:: Texte extrait ::
————
Dans une Mazarinade de 1649, intitulée Lettre de Bellerose à l’abbé de la Rivière[1], signée Belleroze, comédien d’honneur et datée de l’hôtel de Bourgogne, le 24 mars, on trouve un passage relatif à la Bellerose, où on lit ce qui suit : « Cette Rodogune, cette impératrice de nos jeux se voit dans un état bien contraire à sa pompe théâtrale. Elle est réduite, il y a déjà assez longtemps, à ne se plus mirer que dans une losange de vitre cassée, ou dans un seau d’eau claire, parce qu’il a été nécessaire qu’elle ait vendu son miroir pour avoir du pain. » Voilà enfin un témoignage contemporain, ou peu s’en faut, qui bien certainement se rapporte à la Rodogune de Corneille, car en 1649 celle de Gilbert devait déjà être oubliée. Il faut nous en tenir à ce renseignement, tout incomplet qu’il est, et compter pour rien les assertions sans preuves des historiens du théâtre.

La Rodogune est du nombre des pièces que Louis XIV fit représenter à Versailles en octobre 1676.

On voit Sertorius, Œdipe, Rodogune,
Rétablis par ton choix dans toute leur fortune,

dit Corneille dans le touchant remercîment qu’il adresse Au Roi en cette occasion.
————
:: Extrait source ::
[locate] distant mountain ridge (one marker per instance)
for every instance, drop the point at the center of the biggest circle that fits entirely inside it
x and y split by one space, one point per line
————
:: Objectif ::
D'après le texte sur la Rodogune, à quel moment Louis XIV fit-il représenter cette pièce à Versailles ?

:: Solution ::
En octobre 1676.